TEXT BLOCK ->
══════════════════════════════
There are two alternate futures ahead. One that revisits the skin-in-the-game, artisanal, decentralized, localist way of life and the other is a crony-capitalist, globalist, over-optimized, centralized and winner-takes-all modus operandi.
The longer the illusion of stability lives on, the greater the polarization and more dire the consequences⁸. I am undecided whether by the end of 2020 the over-optimization and centralization trend will accelerate with Facebook consolidating travel industry and Amazon local Mom-and-Pops stores, or we will grow wiser - decentralizing and antifragilizing our world.
I would like to contribute to the former - a world of free spirits. However, I do not wish the pain of ruin onto anyone. In my moments of naiveté I imagined the end of the illusion bubble as a "beautiful deleveraging".
I do not think that the possibilities are binary, rather a spectrum between the two opposites I have described. It is likely that the situation will not be resolved. The outer world will turn more Apollonian, misunderstanding the fundamental causes of our failure united against the free spirits.
But (I hope) the dark side, the Dyonisian, will grow stronger in numbers. A silent resistance will be preparing and patiently waiting for the system to collapse onto itself, ready to save people from the ruins.
══════════════════════════════
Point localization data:
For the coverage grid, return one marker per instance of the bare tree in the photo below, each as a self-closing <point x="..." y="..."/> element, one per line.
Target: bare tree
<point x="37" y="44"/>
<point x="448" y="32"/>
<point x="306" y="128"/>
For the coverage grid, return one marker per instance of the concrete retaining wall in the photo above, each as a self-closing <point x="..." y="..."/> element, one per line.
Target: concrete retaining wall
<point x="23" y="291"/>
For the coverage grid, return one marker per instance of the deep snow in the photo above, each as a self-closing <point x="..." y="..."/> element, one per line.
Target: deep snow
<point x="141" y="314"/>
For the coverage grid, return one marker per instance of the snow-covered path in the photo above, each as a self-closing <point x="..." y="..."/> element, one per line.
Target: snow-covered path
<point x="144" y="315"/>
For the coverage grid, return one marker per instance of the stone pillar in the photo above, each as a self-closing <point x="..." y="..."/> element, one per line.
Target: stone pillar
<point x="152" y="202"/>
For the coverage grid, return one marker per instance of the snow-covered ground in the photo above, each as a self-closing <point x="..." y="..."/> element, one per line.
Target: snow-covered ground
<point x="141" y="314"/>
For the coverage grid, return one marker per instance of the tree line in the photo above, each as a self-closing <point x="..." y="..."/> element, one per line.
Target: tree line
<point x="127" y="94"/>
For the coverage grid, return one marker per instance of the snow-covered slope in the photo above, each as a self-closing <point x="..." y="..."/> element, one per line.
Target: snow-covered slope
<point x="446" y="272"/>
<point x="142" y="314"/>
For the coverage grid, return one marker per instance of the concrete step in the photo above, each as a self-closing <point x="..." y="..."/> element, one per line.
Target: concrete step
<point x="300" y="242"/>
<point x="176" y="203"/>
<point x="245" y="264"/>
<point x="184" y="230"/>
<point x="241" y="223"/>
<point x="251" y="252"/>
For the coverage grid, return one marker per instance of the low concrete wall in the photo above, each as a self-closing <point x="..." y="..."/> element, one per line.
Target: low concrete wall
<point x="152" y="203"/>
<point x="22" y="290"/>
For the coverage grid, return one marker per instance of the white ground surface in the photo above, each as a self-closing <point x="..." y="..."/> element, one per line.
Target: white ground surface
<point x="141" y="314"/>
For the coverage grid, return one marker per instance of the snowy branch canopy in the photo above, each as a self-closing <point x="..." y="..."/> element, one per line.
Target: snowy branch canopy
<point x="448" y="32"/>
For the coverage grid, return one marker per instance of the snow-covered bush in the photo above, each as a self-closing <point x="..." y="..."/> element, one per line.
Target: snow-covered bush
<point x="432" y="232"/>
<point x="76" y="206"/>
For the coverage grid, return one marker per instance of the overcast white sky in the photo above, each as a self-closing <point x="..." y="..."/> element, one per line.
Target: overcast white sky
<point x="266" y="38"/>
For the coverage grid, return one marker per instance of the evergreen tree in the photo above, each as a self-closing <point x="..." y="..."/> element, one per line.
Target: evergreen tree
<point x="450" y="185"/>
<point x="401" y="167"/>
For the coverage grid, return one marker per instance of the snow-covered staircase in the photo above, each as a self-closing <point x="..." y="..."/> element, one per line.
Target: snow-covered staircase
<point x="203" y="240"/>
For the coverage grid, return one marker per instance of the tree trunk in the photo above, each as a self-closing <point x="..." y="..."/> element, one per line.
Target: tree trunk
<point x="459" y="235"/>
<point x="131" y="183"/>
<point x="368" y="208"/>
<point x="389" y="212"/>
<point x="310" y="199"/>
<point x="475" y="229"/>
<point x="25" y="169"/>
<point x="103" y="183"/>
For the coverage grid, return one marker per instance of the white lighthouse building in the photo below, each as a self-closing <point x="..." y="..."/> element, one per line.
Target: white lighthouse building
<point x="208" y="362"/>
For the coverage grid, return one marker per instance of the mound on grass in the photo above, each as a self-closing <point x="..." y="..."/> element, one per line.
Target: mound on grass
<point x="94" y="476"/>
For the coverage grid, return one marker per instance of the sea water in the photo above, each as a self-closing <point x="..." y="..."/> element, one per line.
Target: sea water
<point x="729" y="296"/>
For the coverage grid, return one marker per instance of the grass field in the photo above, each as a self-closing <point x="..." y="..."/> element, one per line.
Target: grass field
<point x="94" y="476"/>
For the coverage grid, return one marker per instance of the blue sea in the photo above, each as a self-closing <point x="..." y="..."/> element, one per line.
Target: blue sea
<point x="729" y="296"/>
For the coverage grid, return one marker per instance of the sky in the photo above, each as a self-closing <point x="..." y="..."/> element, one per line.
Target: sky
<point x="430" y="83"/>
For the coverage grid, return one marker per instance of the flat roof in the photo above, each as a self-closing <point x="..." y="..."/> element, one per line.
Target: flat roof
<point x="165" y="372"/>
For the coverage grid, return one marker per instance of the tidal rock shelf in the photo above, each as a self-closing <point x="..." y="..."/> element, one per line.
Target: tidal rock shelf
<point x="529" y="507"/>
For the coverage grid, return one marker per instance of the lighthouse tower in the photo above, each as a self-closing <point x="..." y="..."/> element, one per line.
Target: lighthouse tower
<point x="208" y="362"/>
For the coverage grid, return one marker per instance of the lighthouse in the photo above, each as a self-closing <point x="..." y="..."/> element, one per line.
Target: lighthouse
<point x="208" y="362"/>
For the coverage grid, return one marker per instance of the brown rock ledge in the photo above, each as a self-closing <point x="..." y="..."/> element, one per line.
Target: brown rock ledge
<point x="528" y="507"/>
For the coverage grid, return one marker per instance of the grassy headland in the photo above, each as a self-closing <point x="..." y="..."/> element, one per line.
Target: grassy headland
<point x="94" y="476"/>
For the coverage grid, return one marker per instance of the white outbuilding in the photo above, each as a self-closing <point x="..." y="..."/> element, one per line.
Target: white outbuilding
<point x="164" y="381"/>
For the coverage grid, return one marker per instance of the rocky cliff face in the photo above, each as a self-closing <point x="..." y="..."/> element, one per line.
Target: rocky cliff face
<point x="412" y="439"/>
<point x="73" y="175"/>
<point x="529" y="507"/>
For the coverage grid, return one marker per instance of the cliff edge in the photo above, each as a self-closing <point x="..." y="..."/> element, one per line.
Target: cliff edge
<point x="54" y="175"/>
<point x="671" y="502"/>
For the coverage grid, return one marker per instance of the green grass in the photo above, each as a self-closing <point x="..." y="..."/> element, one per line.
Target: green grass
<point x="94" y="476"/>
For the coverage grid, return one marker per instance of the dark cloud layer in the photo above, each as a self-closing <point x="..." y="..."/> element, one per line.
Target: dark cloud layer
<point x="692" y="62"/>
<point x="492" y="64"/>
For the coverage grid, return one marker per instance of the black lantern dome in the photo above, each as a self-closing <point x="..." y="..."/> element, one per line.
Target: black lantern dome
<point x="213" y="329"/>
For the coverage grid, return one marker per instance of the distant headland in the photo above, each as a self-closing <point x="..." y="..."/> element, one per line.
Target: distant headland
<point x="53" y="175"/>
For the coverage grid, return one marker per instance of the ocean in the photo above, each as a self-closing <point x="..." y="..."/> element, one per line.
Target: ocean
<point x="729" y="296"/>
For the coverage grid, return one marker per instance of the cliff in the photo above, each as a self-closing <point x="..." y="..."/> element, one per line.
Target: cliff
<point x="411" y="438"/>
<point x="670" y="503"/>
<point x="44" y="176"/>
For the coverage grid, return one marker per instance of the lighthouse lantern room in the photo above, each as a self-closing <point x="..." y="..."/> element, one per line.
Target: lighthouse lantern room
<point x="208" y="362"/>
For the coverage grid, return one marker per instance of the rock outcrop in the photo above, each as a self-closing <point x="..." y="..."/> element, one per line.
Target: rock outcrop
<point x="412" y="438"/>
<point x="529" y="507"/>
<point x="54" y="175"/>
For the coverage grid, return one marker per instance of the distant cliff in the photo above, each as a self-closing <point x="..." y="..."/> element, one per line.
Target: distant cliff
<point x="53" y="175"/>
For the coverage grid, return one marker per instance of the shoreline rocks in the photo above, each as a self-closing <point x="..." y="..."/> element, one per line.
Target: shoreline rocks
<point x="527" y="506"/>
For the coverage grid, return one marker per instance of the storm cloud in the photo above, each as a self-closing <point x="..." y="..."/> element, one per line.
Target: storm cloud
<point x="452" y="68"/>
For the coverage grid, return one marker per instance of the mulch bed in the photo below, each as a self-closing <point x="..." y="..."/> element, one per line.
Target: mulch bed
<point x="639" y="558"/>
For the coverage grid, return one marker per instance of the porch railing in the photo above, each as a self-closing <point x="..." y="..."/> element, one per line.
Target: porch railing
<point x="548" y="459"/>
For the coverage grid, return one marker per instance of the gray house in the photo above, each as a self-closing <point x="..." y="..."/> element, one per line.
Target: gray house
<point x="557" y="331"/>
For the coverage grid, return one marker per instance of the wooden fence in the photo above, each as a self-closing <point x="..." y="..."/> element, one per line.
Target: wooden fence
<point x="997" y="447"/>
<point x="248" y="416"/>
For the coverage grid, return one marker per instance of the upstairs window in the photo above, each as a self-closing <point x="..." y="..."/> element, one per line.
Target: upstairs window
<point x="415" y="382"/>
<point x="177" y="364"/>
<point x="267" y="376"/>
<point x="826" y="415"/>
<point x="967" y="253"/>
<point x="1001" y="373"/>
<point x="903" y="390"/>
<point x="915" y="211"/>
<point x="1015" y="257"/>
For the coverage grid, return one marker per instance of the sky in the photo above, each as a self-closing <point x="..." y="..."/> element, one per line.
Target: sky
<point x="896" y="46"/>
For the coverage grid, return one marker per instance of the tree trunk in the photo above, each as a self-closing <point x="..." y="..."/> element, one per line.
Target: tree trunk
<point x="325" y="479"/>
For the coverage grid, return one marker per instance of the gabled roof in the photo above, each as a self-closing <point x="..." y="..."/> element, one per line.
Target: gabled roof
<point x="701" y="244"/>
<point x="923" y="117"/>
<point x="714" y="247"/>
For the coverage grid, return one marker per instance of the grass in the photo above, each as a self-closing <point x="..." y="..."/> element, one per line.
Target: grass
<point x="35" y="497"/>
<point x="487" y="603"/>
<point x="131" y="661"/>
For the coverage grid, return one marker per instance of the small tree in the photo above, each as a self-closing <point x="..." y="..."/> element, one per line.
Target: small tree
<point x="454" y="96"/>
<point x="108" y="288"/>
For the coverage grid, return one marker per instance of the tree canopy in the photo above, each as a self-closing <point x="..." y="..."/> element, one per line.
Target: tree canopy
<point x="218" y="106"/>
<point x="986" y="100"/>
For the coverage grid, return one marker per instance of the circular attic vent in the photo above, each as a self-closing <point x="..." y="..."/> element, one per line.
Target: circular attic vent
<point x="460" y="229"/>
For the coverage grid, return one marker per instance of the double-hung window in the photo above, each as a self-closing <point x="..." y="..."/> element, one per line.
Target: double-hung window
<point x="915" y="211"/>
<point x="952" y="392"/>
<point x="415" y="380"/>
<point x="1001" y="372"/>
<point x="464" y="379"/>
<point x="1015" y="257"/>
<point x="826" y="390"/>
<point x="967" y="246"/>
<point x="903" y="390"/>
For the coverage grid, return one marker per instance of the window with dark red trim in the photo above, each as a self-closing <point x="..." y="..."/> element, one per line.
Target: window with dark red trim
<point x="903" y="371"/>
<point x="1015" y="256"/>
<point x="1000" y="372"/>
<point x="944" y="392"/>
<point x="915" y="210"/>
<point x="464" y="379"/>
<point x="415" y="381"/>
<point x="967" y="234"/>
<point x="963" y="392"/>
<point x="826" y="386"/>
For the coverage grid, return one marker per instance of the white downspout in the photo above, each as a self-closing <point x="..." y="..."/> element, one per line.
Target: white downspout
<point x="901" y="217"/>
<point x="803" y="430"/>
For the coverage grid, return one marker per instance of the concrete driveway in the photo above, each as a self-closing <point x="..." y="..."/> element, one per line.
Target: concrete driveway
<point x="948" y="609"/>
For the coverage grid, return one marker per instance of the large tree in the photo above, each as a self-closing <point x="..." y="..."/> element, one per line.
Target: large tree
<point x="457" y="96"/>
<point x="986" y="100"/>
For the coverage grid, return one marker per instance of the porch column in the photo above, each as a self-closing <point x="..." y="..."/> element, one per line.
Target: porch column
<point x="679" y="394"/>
══════════════════════════════
WORK REQUEST ->
Return the full passage above about two alternate futures, reproducing it word for word with no changes.

OUTPUT ->
There are two alternate futures ahead. One that revisits the skin-in-the-game, artisanal, decentralized, localist way of life and the other is a crony-capitalist, globalist, over-optimized, centralized and winner-takes-all modus operandi.
The longer the illusion of stability lives on, the greater the polarization and more dire the consequences⁸. I am undecided whether by the end of 2020 the over-optimization and centralization trend will accelerate with Facebook consolidating travel industry and Amazon local Mom-and-Pops stores, or we will grow wiser - decentralizing and antifragilizing our world.
I would like to contribute to the former - a world of free spirits. However, I do not wish the pain of ruin onto anyone. In my moments of naiveté I imagined the end of the illusion bubble as a "beautiful deleveraging".
I do not think that the possibilities are binary, rather a spectrum between the two opposites I have described. It is likely that the situation will not be resolved. The outer world will turn more Apollonian, misunderstanding the fundamental causes of our failure united against the free spirits.
But (I hope) the dark side, the Dyonisian, will grow stronger in numbers. A silent resistance will be preparing and patiently waiting for the system to collapse onto itself, ready to save people from the ruins.